Short problem – Count how many lines of the data records contain the word "pink", and reply with only that number.

Data records
+++
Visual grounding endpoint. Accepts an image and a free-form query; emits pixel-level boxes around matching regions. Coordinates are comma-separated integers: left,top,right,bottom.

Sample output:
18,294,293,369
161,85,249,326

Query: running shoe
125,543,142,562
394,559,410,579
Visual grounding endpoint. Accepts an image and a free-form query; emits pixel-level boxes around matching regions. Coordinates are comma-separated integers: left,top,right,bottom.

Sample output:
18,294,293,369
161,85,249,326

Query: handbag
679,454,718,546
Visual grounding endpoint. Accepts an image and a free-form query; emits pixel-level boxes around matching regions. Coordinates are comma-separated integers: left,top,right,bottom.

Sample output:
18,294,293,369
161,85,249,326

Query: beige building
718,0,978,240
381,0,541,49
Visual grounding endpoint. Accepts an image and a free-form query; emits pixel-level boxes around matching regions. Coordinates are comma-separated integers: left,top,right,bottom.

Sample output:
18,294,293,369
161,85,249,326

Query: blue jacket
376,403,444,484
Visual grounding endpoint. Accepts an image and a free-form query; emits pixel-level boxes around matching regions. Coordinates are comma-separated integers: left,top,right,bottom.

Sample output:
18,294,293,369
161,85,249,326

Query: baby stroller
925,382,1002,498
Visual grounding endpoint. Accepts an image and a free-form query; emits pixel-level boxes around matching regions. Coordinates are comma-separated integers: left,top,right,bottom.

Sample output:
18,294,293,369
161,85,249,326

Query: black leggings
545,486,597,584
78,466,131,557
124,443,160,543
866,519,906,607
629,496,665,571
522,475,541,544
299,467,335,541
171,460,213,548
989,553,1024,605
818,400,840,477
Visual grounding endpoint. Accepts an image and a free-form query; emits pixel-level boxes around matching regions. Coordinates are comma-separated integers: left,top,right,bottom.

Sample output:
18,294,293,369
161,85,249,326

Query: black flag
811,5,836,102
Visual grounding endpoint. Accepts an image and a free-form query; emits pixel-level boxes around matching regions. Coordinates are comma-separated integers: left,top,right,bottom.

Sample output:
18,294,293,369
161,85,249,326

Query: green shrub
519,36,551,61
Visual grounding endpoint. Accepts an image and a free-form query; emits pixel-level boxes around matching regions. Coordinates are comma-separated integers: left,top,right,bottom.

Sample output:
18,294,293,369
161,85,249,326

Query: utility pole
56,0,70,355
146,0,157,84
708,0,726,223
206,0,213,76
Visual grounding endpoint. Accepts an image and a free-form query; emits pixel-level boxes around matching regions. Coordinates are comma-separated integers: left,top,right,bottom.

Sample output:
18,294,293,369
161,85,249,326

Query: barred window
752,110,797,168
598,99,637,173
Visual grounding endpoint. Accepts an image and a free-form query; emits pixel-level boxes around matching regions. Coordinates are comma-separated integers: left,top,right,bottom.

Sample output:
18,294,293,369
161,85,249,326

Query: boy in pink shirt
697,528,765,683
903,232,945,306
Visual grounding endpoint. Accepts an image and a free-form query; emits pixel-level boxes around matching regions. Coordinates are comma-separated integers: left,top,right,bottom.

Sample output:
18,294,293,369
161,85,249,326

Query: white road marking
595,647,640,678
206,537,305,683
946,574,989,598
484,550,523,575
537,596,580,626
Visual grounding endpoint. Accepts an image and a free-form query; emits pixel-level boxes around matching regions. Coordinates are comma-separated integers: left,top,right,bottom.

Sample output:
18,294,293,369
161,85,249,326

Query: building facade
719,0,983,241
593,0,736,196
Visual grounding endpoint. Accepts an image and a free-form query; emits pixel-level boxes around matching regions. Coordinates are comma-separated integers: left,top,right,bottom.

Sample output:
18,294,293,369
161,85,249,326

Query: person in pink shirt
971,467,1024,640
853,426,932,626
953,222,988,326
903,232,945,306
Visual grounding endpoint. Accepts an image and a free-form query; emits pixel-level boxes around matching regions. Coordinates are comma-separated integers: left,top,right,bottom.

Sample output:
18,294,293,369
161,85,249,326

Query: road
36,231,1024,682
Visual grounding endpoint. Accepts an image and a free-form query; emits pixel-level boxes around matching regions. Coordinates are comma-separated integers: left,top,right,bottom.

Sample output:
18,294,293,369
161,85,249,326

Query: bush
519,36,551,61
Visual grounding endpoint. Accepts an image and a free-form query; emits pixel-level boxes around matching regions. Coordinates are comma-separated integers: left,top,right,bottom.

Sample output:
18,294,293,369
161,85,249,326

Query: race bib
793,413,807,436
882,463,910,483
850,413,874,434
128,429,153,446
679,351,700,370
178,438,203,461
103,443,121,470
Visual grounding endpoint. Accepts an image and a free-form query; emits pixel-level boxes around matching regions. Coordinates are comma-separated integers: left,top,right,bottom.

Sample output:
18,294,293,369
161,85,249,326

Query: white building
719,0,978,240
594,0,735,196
+++
Solution to this problem – 2